Starting with the line that holds "Return one point per instance of the front side", copy out each remaining line of the listing below, up to and including the last one, and include nothing else.

# START OF RAW DATA

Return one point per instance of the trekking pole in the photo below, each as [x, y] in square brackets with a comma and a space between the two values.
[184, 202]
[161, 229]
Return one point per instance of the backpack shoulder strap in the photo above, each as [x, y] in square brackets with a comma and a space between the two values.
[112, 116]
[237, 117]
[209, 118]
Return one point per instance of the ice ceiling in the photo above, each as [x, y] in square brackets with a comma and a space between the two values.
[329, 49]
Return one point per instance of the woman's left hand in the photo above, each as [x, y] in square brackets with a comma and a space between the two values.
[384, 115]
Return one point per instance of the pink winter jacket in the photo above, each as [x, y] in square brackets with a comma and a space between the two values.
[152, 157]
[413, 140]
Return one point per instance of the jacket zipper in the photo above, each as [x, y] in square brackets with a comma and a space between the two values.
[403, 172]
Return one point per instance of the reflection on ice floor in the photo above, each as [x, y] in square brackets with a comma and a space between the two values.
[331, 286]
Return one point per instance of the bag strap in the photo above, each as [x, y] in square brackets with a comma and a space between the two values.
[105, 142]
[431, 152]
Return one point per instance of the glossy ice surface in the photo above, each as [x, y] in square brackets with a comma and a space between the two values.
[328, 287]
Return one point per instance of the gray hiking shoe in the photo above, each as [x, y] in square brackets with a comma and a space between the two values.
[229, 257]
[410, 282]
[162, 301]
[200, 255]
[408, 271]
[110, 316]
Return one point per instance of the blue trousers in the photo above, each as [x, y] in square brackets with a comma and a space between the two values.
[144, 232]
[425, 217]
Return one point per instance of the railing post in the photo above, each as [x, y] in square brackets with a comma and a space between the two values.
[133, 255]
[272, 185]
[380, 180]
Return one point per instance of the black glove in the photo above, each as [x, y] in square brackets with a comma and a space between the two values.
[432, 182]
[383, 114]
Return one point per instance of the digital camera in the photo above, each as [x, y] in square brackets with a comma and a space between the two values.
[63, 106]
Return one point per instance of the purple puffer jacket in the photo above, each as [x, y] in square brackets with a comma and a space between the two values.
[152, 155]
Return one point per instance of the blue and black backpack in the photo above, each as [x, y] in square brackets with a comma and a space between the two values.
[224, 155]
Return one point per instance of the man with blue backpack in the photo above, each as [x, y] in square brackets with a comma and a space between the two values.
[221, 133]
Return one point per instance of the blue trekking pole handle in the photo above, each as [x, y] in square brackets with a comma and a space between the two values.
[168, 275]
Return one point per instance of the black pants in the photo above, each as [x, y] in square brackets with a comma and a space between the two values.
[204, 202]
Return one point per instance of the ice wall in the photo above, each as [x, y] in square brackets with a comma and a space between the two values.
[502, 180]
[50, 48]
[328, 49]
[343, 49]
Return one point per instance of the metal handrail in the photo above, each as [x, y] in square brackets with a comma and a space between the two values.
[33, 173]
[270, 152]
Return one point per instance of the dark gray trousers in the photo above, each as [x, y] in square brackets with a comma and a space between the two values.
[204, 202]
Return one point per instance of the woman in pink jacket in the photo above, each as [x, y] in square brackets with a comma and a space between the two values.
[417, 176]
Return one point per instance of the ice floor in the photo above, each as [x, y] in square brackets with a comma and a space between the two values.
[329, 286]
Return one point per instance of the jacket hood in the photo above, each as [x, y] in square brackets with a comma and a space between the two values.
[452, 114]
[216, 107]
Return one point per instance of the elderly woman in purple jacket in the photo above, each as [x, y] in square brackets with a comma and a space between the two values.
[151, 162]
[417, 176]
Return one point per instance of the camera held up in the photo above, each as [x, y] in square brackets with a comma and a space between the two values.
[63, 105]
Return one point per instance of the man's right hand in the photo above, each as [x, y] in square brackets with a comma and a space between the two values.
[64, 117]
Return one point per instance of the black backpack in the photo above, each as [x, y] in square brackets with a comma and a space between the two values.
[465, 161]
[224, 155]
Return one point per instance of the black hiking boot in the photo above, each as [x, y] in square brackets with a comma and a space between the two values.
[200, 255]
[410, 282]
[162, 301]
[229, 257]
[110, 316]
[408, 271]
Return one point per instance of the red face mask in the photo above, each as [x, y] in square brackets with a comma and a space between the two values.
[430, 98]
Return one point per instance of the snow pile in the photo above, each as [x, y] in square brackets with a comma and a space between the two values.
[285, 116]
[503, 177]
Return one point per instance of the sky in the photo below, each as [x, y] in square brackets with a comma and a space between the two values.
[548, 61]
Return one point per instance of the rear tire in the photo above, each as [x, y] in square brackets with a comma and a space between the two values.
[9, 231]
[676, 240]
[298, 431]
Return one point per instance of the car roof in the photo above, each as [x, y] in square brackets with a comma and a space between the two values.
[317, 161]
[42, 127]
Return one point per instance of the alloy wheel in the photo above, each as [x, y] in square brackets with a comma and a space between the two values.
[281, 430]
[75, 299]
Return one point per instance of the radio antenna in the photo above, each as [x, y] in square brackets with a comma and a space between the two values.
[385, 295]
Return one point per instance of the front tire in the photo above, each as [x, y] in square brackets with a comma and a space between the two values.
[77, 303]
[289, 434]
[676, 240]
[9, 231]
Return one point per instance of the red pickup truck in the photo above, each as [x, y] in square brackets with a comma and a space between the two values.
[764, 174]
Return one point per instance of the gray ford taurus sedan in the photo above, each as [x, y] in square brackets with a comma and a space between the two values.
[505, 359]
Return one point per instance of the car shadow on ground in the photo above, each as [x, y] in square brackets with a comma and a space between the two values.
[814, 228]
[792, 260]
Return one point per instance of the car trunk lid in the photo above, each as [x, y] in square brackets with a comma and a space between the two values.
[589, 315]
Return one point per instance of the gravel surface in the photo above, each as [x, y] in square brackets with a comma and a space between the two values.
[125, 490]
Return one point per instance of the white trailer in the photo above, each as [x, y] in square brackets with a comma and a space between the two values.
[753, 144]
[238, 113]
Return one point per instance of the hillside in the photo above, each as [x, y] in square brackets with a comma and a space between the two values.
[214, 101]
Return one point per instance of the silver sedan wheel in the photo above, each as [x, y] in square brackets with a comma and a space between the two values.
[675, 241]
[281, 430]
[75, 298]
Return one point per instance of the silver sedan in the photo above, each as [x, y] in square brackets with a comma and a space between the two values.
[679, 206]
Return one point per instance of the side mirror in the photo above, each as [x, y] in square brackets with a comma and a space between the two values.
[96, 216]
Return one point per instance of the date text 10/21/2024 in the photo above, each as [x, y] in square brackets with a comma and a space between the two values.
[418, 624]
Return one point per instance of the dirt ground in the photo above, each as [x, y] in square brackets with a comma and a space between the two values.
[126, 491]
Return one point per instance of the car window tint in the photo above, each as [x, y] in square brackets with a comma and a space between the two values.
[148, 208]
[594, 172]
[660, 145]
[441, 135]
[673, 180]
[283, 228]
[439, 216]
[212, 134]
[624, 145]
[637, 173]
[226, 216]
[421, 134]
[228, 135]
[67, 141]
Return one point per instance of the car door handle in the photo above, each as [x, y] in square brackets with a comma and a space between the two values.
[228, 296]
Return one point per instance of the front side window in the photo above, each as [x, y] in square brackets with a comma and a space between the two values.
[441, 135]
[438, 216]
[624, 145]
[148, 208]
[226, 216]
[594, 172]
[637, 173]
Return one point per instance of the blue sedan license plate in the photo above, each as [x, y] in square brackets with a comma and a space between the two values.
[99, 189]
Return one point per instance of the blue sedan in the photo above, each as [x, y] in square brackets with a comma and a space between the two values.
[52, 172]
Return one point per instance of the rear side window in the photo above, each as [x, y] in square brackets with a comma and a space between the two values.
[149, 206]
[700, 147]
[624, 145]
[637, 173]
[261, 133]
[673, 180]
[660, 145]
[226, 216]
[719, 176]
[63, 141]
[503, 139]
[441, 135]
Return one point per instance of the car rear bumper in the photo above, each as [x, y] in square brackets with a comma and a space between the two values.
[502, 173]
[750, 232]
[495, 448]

# END OF RAW DATA

§ COMPLETED EXERCISE:
Return one point per instance of the front side window in the photo above, each as [x, y] in square brackets with a comma and a space between the two values.
[441, 135]
[438, 216]
[624, 145]
[148, 208]
[226, 216]
[594, 172]
[637, 173]
Return one point per instance of the blue sedan license plate in the photo above, each as [x, y] in square brackets with a comma and a space between the two values.
[99, 189]
Return one point per instance of the blue sedan in the photo above, each as [x, y] in square brackets with a comma and a space between the two values.
[52, 172]
Return one point per instance of the rear side window in the photo above, each as [x, y] in square brackets with a comma and a space between the two values.
[149, 206]
[700, 147]
[624, 145]
[637, 173]
[261, 133]
[673, 180]
[660, 145]
[226, 216]
[719, 176]
[63, 141]
[503, 139]
[441, 135]
Return one point per instance of the car rear bumper in the photo above, each as [x, y] in square brackets with a comma and a space between the two values.
[502, 173]
[750, 232]
[495, 448]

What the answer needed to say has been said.